**SOURCE RECORDS:**
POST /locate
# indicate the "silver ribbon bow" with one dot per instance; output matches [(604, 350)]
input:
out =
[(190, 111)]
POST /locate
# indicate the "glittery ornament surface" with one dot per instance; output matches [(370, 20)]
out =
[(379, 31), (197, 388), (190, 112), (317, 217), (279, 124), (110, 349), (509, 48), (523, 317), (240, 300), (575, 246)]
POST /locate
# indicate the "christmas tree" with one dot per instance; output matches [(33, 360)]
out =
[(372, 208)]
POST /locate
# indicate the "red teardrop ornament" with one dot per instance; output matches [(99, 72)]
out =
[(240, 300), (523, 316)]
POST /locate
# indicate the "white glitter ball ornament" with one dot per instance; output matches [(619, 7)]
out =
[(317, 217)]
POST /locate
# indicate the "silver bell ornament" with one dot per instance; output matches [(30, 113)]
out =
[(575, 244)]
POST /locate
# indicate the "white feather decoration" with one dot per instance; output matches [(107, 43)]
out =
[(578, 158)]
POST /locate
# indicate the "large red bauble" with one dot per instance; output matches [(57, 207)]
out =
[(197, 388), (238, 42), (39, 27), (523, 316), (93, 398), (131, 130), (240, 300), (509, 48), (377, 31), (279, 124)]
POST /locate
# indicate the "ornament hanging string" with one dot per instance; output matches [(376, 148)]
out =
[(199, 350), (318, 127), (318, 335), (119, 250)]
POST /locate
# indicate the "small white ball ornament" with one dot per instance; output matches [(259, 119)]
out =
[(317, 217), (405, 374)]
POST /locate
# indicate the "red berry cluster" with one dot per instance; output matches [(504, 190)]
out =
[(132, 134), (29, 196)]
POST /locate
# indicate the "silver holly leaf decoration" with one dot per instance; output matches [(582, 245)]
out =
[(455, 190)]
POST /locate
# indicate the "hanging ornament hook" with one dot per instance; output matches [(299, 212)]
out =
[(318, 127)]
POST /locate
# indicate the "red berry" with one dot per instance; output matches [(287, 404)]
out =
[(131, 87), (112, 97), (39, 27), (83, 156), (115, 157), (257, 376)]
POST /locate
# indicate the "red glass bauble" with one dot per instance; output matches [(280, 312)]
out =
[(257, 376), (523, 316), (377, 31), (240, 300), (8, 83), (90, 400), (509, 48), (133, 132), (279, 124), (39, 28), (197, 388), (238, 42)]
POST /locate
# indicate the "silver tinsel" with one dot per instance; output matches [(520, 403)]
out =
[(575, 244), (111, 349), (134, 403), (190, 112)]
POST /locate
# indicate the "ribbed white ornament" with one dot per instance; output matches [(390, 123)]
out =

**ASSIGNED TASK:**
Would you please copy all lines in the data that contain the word "silver"?

**EXERCISE RESPONSE:**
# indicate the "silver ribbon bow" with one dot per instance; output matches [(604, 350)]
# indicate the "silver bell ornament" with one dot per instance; output matches [(30, 113)]
# indicate the "silver holly leaf decoration" with one dot per instance; output matches [(582, 245)]
# indicate the "silver tinsel" with one dot per instance; output matches [(520, 403)]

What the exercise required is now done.